# start of Material

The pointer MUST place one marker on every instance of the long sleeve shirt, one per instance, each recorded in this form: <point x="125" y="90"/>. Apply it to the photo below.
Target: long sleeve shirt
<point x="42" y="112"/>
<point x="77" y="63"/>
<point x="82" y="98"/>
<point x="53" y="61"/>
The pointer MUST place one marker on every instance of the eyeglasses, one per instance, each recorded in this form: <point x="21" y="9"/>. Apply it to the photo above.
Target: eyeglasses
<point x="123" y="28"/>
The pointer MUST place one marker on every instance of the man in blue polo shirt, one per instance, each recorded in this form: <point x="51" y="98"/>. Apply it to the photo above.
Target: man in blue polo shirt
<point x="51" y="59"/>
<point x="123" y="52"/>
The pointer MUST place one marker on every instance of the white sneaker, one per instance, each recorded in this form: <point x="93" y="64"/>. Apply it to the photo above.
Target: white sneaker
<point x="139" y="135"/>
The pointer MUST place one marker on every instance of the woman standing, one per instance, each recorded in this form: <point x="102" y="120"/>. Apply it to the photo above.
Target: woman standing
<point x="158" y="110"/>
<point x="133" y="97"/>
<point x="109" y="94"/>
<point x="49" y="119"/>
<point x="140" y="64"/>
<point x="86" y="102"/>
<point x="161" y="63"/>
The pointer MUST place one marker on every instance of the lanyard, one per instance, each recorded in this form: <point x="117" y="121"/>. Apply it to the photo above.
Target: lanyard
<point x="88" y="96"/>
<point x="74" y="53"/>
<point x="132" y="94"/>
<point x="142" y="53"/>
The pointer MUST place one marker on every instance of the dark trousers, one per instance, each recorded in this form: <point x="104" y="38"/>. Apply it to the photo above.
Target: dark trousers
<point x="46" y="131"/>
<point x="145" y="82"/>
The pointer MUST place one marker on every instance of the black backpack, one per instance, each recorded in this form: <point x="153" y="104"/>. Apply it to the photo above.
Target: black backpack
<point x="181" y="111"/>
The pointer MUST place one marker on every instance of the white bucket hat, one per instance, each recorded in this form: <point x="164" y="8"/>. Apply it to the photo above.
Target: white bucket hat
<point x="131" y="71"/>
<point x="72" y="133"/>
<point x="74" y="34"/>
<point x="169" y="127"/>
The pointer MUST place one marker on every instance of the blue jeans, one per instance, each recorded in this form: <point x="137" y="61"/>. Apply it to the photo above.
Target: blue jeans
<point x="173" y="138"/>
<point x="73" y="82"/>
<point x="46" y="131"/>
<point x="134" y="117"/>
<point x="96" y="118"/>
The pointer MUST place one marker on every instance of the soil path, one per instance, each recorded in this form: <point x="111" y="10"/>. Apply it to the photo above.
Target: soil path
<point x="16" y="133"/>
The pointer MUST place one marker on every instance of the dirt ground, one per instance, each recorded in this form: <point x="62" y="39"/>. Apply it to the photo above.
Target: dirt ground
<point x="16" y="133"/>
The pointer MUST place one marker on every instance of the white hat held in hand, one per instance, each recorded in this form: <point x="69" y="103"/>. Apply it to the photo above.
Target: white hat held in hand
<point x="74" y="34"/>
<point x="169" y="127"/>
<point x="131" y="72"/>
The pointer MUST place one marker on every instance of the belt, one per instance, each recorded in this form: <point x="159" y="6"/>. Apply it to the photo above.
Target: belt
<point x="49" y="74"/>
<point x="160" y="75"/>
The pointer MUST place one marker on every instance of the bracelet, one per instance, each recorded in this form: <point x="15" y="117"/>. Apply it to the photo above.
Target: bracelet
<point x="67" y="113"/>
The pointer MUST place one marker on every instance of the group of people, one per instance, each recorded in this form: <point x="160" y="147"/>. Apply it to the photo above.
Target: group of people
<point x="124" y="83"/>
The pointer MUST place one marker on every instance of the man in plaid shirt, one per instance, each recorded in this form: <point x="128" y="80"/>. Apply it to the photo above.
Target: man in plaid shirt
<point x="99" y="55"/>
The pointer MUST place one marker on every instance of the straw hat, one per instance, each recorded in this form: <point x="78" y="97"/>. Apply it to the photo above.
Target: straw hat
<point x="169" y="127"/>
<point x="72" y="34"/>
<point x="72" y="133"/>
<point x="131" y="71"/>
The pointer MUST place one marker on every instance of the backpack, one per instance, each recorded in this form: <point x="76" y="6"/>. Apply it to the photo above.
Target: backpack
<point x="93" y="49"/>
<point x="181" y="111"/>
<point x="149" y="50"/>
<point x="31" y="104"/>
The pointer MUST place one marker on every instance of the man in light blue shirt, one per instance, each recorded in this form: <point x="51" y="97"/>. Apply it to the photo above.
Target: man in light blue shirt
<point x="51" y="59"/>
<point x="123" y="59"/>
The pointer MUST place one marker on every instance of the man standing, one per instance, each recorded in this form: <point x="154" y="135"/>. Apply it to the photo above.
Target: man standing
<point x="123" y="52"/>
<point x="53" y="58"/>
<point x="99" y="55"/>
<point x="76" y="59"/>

# end of Material

▶ Given exercise
Write out every record verbatim.

▶ Full solution
The pointer MUST place one marker on every instance of the long sleeve shirt, one per instance, each recorded in this form: <point x="125" y="90"/>. Apply it to the photo below.
Target: long sleeve shirt
<point x="42" y="112"/>
<point x="77" y="63"/>
<point x="82" y="98"/>
<point x="53" y="61"/>
The pointer MUST place one marker on every instance of the eyeglasses, one per instance, each recorded in this form: <point x="21" y="9"/>. Apply it to the photo above.
Target: eyeglasses
<point x="123" y="28"/>
The pointer MUST place one marker on every instance of the man in blue polo shirt, one per instance, each recorded in this form: <point x="51" y="98"/>. Apply it to the photo above.
Target: man in blue polo shirt
<point x="51" y="59"/>
<point x="123" y="52"/>
The pointer MUST place one marker on every instance of the white sneaker, one per instance, each recorded in this form: <point x="93" y="64"/>. Apply it to the photo above.
Target: white sneaker
<point x="139" y="135"/>
The pointer MUST place one marker on every instance of the woman standing, one per instance, each recorded in this form: <point x="102" y="120"/>. Apply it to the photo above.
Target: woman standing
<point x="158" y="110"/>
<point x="133" y="97"/>
<point x="109" y="94"/>
<point x="49" y="119"/>
<point x="140" y="64"/>
<point x="86" y="102"/>
<point x="161" y="63"/>
The pointer MUST place one marker on every instance of the lanyard, one per instance, each recorded in this form: <point x="117" y="121"/>. Apply it to the photo above.
Target: lanyard
<point x="88" y="96"/>
<point x="74" y="53"/>
<point x="132" y="94"/>
<point x="142" y="53"/>
The pointer MUST place one marker on every instance of the dark trousers, one per instance, each recorded in this form: <point x="104" y="38"/>. Apply it to the photo above.
Target: dark trousers
<point x="46" y="131"/>
<point x="145" y="82"/>
The pointer MUST place one marker on every instance of the black backpack, one per instance, each recorded in this form: <point x="153" y="104"/>. Apply it to the photo above.
Target: black backpack
<point x="181" y="111"/>
The pointer MUST place one marker on every instance of the white bucket hat, one per instance, each recorded in this form: <point x="164" y="8"/>. Apply it to the photo above.
Target: white bucket hat
<point x="131" y="71"/>
<point x="72" y="133"/>
<point x="74" y="34"/>
<point x="169" y="127"/>
The pointer MUST place one marker on every instance of the blue jeans, one per instance, each recorded in this form: <point x="137" y="61"/>. Apply it to the photo above.
Target: blue jeans
<point x="173" y="138"/>
<point x="73" y="82"/>
<point x="46" y="131"/>
<point x="134" y="117"/>
<point x="96" y="118"/>
The pointer MUST place one marker on every instance of the soil path, one per instance, each recorded in this form: <point x="111" y="10"/>. Apply it to the photo above.
Target: soil path
<point x="16" y="133"/>
The pointer MUST place one marker on every instance of the dirt ground, one per instance, each recorded in this form: <point x="62" y="39"/>. Apply it to the photo above.
Target: dirt ground
<point x="16" y="133"/>
The pointer MUST place one marker on every instance of the white hat held in hand, one per instance, each recorded in this form: <point x="69" y="103"/>. Apply it to the photo above.
Target: white hat held in hand
<point x="74" y="34"/>
<point x="169" y="127"/>
<point x="131" y="72"/>
The pointer MUST place one marker on every instance of the belt, one per instance, each recorded in this form: <point x="159" y="6"/>. Apply it to the photo above.
Target: belt
<point x="49" y="74"/>
<point x="160" y="75"/>
The pointer MUST place one marker on every instance of the bracelet, one per instance, each recorded in this form: <point x="15" y="117"/>. Apply it to the photo above.
Target: bracelet
<point x="67" y="113"/>
The pointer MUST place one marker on every instance of the group of people, one per instance, each recorded in this form: <point x="160" y="147"/>. Apply it to the photo above.
Target: group of people
<point x="124" y="83"/>
The pointer MUST place one marker on every instance of the man in plaid shirt, one per instance, each recorded in this form: <point x="128" y="80"/>. Apply it to the photo above.
Target: man in plaid shirt
<point x="99" y="55"/>
The pointer MUST place one marker on every instance of the straw hat, one per instance, each recorded in this form: <point x="78" y="97"/>. Apply it to the photo above.
Target: straw hat
<point x="169" y="127"/>
<point x="72" y="34"/>
<point x="72" y="133"/>
<point x="131" y="71"/>
The pointer MUST place one marker on every instance of the backpack, one per instance, each recorded in this form: <point x="76" y="6"/>. Apply it to the photo above.
Target: backpack
<point x="93" y="49"/>
<point x="181" y="111"/>
<point x="149" y="50"/>
<point x="31" y="104"/>
The pointer MUST place one marker on every instance of the man in light blue shirt, one per instance, each recorded in this form: <point x="51" y="97"/>. Apply it to the photo above.
Target: man in light blue shirt
<point x="51" y="59"/>
<point x="123" y="59"/>
The pointer MUST place one marker on every instance of the man standing, one per instance, each recorded in this form: <point x="154" y="135"/>. Apply it to the photo above.
Target: man standing
<point x="123" y="52"/>
<point x="53" y="58"/>
<point x="99" y="55"/>
<point x="76" y="59"/>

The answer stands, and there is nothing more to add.